* _Passage for review_
•••

The real reason we fear AI: we will control it

TL;DR - AI might take jobs but it will be *humans* that make the decisions and that's what we should fear, not AI.

One hears a lot on the web these days about how Artificial Intelligence (AI) is going to go all HAL2000 or Skynet on us at any moment. I hope to outline why that isn't the case in our lifetimes at least and what actually is likely. But first what is AI?

AI is likely hard to define because intelligence is hard to define. So let's generalize AI to Artificial Life (AL). Life is easier but not easy to define. Certainly a reasonable definition for "life" is:

0 An environment
1 A distinction from the environment
2 An intrinsic ability to exist, grow and die

This may seem controversial since, say fire, is "life" by this definition however this is the least cumbersome I have yet conceived of that admits non-biological life.

So using this definition, existing technological systems can be seen as examples of AL (but certainly not AI, ;>).

•••

* _Problem statement_
Resume the essay about why human control of AI is the real thing to fear, starting right after its last sentence.

* _Supplied data_
•••

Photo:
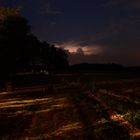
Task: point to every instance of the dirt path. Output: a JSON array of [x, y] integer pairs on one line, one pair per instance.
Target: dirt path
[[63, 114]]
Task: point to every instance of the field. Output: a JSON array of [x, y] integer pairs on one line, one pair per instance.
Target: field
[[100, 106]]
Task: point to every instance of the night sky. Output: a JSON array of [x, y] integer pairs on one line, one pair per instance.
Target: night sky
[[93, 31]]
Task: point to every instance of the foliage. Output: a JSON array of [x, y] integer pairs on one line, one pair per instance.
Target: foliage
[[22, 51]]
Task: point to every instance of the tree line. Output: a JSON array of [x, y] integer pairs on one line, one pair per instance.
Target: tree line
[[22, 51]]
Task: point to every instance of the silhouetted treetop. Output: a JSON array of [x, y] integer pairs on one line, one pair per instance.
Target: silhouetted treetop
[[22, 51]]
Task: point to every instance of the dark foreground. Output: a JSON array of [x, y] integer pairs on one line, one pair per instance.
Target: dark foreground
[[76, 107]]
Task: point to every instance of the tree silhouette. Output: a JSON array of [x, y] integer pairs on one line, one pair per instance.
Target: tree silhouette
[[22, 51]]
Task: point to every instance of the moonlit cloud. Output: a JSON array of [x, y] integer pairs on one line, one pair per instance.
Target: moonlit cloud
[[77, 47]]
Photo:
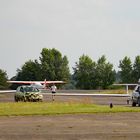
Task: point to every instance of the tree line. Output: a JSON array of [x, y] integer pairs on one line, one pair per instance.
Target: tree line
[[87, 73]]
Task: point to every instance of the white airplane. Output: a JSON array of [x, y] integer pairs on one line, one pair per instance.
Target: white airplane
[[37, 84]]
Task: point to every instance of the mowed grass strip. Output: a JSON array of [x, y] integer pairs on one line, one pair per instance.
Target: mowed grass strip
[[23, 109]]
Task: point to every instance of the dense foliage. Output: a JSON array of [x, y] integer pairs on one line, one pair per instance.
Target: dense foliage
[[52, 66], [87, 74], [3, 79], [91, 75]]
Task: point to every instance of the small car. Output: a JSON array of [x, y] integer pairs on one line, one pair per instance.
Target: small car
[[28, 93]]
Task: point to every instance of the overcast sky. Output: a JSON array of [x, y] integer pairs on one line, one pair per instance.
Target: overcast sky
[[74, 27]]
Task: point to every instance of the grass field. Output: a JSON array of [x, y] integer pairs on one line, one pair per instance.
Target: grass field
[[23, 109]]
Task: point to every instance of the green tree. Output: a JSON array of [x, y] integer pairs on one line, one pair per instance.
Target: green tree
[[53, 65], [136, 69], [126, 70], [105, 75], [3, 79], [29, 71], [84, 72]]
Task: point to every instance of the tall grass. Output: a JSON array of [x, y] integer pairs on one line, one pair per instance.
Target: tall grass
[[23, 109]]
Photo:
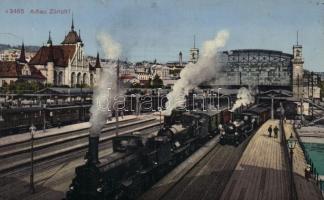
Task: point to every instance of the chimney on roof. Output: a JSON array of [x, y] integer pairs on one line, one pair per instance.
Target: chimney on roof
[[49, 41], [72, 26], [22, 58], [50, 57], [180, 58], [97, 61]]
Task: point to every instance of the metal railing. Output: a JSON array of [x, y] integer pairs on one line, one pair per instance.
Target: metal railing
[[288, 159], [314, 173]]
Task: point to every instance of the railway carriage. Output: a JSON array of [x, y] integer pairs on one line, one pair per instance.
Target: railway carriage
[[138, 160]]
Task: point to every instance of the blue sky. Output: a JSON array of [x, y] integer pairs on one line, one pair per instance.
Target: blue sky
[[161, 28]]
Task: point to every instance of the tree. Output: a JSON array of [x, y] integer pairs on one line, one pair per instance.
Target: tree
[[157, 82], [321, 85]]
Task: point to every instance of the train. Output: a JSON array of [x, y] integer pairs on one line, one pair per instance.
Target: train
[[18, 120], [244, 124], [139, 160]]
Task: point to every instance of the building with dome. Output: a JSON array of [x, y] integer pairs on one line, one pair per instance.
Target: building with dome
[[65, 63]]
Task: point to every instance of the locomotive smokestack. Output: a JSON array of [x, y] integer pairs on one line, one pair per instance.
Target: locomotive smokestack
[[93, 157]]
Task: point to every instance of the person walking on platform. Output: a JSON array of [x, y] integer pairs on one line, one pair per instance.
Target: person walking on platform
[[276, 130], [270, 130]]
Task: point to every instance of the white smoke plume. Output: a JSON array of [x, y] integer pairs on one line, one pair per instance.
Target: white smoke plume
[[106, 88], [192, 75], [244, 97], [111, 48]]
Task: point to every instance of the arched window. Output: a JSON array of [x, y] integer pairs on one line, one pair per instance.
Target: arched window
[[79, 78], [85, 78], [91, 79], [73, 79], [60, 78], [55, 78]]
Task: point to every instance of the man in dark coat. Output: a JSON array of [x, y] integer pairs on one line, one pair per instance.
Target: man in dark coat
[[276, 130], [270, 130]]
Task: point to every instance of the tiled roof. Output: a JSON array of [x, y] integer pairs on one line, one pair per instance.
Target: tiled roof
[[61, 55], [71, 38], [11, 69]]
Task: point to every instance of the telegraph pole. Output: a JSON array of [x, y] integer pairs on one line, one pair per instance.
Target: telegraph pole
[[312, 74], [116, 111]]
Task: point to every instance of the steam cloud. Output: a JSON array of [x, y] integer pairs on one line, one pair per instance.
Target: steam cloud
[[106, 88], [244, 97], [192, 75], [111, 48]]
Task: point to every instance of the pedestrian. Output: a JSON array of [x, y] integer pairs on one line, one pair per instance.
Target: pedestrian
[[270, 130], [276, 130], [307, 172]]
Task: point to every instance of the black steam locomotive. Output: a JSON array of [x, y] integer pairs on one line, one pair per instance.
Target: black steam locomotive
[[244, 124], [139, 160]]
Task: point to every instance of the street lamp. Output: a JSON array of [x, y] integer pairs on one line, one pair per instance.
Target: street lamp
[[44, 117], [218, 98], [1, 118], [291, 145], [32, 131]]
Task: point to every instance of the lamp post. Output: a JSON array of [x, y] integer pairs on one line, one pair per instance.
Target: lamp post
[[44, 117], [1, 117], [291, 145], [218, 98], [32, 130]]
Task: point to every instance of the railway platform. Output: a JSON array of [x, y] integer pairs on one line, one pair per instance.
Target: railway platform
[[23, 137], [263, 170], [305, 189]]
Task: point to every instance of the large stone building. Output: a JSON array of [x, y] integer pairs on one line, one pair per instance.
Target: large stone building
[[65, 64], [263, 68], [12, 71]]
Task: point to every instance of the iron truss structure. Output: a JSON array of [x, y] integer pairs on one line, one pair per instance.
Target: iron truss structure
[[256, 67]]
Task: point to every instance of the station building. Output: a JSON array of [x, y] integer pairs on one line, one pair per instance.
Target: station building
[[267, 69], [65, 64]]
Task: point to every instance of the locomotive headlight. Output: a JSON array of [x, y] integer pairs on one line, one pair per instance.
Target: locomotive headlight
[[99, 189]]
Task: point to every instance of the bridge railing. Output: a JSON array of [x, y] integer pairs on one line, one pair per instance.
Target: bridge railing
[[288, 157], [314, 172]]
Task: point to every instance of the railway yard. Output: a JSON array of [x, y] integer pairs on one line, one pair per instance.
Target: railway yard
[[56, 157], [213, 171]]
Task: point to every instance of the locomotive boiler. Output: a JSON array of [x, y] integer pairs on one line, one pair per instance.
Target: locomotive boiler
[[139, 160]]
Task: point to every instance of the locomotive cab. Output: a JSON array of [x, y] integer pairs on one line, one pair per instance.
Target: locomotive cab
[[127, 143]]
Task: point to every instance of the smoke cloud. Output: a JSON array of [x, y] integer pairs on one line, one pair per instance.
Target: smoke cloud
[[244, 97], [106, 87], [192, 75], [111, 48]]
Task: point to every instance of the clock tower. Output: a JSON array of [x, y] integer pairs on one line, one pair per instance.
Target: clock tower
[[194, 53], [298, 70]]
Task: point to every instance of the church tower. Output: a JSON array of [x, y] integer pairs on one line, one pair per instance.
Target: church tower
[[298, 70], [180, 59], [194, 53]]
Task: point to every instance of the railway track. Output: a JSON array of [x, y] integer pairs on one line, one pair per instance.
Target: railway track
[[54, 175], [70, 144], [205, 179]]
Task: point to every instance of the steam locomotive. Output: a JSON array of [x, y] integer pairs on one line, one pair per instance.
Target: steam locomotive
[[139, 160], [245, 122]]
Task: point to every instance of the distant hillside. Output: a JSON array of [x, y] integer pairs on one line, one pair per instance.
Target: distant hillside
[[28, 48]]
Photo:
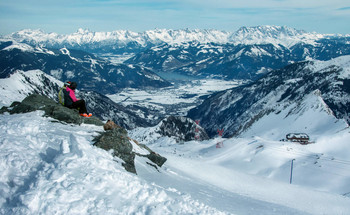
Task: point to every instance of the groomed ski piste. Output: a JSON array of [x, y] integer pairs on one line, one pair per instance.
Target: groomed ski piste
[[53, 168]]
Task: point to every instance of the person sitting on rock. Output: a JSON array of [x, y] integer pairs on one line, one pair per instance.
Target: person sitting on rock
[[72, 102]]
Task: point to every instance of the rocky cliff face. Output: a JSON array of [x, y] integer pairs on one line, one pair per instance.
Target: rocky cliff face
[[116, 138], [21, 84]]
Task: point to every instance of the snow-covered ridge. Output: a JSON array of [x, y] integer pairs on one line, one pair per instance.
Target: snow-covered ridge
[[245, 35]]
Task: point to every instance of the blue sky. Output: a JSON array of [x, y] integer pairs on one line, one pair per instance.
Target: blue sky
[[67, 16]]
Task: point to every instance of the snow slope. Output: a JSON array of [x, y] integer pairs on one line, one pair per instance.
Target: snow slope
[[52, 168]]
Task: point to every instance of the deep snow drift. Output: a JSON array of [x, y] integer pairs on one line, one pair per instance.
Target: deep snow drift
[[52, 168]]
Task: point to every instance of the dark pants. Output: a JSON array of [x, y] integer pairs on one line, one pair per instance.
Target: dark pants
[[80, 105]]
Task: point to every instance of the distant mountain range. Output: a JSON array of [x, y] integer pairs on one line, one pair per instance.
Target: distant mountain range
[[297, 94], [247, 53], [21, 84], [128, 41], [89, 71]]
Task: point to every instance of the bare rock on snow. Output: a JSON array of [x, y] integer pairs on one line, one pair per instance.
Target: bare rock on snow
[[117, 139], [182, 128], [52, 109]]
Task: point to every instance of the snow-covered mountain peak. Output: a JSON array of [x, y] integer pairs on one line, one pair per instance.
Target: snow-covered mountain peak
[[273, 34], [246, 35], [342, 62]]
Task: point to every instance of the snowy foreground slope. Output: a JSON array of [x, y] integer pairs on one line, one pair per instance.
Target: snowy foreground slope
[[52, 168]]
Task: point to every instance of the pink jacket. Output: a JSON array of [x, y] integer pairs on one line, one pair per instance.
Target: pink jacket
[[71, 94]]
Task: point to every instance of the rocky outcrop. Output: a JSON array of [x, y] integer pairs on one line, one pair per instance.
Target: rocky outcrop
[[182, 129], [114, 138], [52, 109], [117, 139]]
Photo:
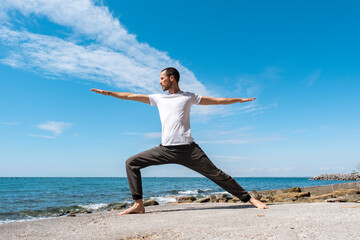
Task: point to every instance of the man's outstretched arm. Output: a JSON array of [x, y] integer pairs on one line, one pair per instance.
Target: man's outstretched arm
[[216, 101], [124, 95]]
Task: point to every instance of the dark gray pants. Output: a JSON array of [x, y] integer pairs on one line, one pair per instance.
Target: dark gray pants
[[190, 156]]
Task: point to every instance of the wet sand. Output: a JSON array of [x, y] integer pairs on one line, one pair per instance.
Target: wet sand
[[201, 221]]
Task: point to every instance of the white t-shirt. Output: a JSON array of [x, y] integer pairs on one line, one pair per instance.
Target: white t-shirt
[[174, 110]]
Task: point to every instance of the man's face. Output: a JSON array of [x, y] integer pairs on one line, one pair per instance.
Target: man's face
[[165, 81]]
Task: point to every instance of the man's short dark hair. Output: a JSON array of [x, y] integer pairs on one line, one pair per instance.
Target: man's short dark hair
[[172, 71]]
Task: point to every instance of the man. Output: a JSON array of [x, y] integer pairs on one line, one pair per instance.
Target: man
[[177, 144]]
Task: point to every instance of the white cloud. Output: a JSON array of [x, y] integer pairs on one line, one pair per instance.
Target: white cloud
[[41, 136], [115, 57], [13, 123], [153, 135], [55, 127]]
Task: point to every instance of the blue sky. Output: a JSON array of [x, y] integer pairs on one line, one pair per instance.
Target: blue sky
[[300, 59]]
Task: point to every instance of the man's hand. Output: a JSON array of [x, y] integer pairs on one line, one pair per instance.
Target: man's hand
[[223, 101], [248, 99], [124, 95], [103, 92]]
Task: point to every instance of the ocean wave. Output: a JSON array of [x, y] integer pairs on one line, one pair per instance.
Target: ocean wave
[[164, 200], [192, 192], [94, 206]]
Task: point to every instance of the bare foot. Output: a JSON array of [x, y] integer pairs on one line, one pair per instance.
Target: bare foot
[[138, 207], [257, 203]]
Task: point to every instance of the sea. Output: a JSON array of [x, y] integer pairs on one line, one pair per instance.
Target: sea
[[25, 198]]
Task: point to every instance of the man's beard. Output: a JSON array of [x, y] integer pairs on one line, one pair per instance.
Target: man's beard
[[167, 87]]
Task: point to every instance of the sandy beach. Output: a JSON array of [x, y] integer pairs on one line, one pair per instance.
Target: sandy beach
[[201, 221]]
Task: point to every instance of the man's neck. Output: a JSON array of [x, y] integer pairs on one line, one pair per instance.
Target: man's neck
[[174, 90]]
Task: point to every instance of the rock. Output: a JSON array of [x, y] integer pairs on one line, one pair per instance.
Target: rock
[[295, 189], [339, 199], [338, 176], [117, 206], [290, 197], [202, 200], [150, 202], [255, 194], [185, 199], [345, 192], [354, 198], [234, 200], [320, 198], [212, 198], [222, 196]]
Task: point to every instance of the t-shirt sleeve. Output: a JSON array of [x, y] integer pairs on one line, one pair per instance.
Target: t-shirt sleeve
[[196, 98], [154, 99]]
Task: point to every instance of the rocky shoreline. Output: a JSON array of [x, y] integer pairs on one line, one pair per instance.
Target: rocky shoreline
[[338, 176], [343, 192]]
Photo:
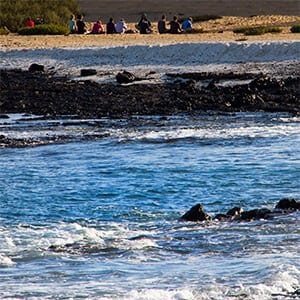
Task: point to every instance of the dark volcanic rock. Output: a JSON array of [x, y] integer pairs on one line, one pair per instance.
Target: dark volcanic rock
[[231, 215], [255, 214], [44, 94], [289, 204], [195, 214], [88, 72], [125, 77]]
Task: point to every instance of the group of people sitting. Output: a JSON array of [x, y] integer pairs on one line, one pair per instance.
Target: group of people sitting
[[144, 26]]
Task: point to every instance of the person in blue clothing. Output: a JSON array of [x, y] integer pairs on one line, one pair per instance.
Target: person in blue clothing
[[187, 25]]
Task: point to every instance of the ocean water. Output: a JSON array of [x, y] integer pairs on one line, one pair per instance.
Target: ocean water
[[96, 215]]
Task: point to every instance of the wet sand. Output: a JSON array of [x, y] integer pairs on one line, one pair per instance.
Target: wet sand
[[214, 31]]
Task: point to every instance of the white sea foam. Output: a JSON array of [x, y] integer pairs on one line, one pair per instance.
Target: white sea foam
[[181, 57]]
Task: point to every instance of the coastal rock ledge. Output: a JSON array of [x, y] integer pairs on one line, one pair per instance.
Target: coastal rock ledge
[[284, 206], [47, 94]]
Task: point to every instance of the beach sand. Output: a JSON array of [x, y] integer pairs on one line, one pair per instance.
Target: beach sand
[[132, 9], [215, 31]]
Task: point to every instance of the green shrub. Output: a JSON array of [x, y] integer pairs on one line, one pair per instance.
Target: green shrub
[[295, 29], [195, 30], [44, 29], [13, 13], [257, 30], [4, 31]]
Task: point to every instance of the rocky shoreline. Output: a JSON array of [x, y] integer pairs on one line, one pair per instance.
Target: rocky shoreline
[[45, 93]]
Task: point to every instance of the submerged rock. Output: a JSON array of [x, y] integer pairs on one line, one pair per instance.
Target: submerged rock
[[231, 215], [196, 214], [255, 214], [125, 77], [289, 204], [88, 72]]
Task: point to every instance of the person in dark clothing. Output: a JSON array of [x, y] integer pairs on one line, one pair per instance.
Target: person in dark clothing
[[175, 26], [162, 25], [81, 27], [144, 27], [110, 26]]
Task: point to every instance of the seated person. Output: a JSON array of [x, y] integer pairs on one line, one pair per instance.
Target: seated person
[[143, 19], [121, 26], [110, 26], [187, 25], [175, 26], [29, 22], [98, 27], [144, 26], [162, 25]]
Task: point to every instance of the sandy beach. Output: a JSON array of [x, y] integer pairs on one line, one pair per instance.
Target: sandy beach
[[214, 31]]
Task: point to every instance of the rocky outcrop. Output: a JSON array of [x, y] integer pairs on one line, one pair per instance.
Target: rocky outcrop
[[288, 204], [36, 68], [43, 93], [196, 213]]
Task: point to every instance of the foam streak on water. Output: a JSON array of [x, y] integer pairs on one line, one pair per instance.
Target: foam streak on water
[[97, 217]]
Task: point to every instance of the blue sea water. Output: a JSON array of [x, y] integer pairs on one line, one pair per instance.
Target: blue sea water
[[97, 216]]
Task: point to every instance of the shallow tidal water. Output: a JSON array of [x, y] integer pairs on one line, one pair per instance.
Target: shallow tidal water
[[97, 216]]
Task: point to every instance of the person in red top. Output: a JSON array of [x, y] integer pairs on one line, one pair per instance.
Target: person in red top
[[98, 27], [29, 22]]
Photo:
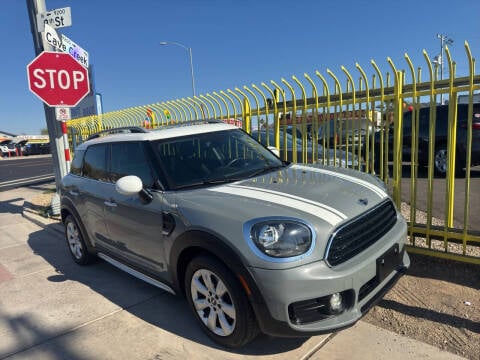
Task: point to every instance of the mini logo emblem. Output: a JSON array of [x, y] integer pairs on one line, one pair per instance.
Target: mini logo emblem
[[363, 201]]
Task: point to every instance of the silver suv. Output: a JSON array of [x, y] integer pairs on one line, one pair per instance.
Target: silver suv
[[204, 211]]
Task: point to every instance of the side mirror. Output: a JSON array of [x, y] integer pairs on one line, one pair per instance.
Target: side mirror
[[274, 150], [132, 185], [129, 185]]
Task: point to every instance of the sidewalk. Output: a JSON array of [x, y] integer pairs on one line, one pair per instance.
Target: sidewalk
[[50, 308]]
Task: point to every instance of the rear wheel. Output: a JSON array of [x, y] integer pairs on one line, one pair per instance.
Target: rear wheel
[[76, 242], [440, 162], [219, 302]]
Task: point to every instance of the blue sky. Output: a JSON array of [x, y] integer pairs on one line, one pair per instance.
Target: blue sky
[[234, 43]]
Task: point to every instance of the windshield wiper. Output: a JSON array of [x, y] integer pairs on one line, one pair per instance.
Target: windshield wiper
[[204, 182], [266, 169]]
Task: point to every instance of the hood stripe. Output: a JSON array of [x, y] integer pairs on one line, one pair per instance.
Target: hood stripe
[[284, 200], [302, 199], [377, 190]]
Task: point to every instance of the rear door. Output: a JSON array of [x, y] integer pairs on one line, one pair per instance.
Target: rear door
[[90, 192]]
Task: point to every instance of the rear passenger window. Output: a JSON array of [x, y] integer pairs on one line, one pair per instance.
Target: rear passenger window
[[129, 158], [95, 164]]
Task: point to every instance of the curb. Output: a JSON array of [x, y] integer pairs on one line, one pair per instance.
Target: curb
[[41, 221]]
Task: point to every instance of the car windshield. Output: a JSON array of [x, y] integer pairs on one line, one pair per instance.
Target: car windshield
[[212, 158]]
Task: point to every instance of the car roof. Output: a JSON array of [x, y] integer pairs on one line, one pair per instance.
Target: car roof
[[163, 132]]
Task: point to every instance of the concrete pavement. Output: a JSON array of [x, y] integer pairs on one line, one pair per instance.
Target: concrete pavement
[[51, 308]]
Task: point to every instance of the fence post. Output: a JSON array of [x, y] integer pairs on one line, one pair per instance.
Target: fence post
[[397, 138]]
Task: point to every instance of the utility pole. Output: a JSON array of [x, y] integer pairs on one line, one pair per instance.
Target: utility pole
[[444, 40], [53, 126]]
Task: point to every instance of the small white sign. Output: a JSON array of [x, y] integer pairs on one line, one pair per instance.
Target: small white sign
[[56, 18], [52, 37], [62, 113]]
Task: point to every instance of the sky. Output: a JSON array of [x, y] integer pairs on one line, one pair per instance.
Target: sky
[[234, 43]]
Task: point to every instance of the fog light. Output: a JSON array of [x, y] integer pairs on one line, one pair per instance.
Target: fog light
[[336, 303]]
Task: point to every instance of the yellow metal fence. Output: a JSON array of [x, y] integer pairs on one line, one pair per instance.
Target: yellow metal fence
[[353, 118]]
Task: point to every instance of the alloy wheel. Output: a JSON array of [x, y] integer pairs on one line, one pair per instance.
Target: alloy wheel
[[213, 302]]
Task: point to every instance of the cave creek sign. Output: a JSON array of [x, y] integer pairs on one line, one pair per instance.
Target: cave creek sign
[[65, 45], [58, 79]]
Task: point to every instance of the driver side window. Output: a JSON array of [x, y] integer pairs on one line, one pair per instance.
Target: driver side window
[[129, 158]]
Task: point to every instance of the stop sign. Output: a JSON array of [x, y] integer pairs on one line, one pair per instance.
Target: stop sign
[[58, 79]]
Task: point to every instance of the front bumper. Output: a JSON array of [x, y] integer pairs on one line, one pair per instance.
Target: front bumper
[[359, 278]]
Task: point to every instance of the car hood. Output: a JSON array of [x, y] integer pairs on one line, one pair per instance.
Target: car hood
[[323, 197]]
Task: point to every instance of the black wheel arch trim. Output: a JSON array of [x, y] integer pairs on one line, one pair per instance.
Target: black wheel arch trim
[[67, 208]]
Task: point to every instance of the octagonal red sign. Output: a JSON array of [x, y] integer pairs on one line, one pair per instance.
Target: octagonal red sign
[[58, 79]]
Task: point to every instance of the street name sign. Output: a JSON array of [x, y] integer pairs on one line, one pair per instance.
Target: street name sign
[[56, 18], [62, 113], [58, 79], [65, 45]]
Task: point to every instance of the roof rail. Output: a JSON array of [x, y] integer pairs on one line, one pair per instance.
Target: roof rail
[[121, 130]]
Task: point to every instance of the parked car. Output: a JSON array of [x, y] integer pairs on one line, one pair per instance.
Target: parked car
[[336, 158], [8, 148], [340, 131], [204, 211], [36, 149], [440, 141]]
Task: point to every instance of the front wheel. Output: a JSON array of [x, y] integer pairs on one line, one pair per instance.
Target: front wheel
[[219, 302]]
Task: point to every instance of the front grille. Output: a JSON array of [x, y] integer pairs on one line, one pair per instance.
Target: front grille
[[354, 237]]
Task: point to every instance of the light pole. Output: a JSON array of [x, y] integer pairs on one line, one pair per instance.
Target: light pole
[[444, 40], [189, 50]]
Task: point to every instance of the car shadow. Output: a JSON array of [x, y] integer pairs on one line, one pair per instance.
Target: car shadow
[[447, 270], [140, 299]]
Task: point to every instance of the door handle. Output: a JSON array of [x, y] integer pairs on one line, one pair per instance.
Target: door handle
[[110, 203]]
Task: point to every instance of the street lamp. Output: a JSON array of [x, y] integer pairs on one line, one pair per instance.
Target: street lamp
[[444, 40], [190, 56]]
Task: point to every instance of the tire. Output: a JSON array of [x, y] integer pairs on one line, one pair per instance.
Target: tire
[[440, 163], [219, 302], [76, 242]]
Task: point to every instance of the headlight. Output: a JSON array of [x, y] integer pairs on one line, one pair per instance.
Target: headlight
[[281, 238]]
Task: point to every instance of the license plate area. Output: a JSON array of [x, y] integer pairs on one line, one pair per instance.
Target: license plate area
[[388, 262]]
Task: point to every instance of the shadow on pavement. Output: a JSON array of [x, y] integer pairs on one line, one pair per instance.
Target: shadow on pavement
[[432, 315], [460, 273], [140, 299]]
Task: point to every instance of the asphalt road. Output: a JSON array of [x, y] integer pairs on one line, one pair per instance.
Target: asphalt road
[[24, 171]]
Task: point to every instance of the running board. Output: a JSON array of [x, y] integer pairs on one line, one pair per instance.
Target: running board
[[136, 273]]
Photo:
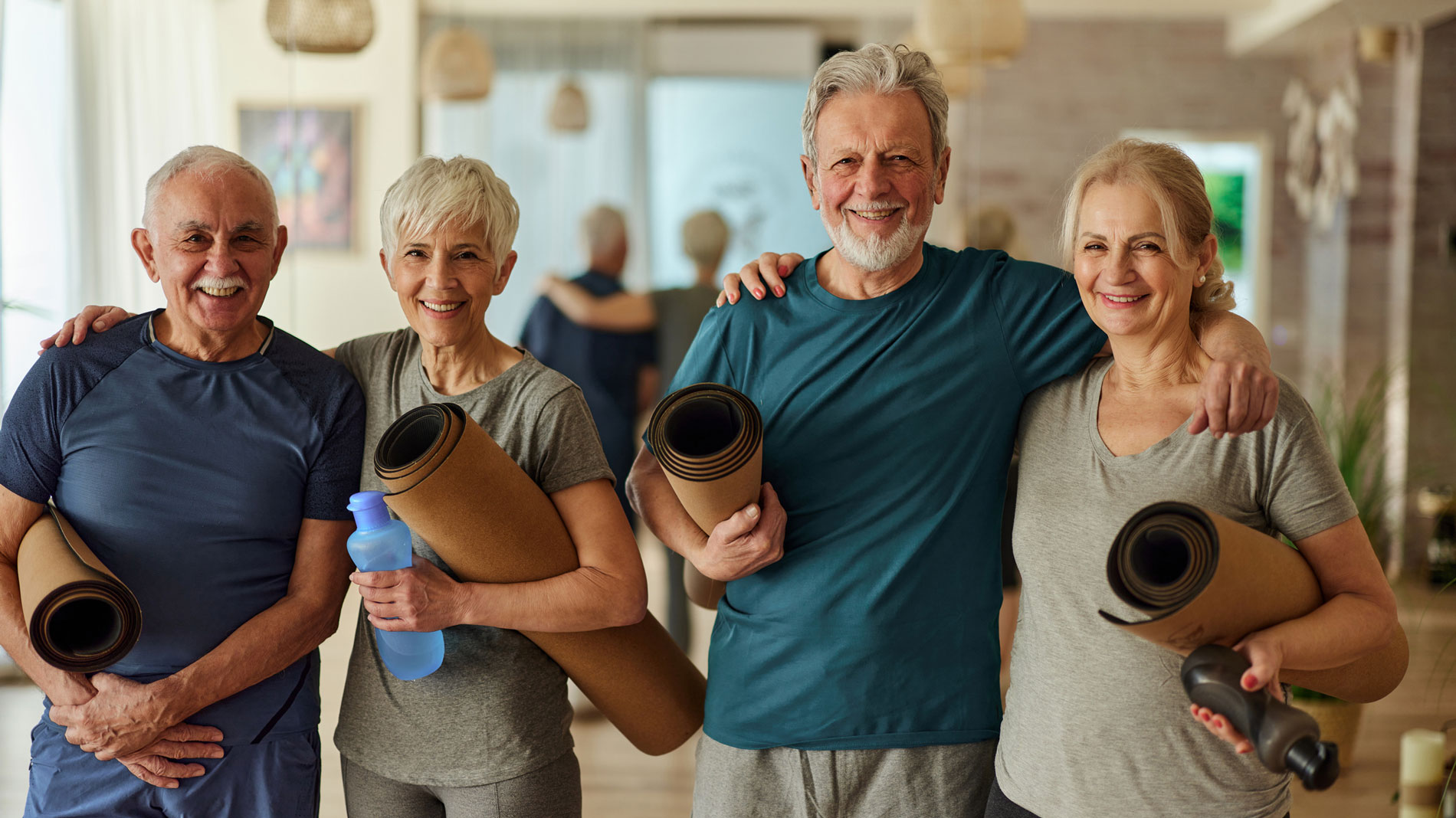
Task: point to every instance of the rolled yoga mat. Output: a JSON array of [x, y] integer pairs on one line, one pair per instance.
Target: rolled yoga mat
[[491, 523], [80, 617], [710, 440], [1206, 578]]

•••

* _Output of the task_
So life exists, grows or ceases to exist. What then is the meaning of life? The meaning of life is to exist (proof is left as an exercise to the reader, haha).

Unfit life dies but how does AL exist or grow? It has to provide value to it's environment. Humans are this environment as it's plain to see that, just as we depend on plants to create oxygen for us to breath, AL depends on us for power, parts, etc. It's almost impossible for any right-minded person to imagine any non-biological system existing without *deep* support from humans.

Like it or not we, today, exist in an environment deeply dependent on AL but if one thinks about it, casting aside fantasy, computer systems are and will be for at least the next hundred years much more dependent on us.

But what about AI? By the same argument AI will only be a minute amount less dependent on us. Also if we define an average adult as having an intelligence of 1 it's very,very,very hard for me, an expert in computers and a journeyman in AI to imagine a computer getting close to that in the next say 50 years. To put that in perspective, creating an operating system is well understood and can be easily imagined however creating a new one from scratch might take a decade of work by experts.

The better question is: will AL take existing jobs? Absolutely, and many of them but probably only those that can be done mostly in software. Robots are far too inefficient when compared with humans for most jobs because they're far too inflexible.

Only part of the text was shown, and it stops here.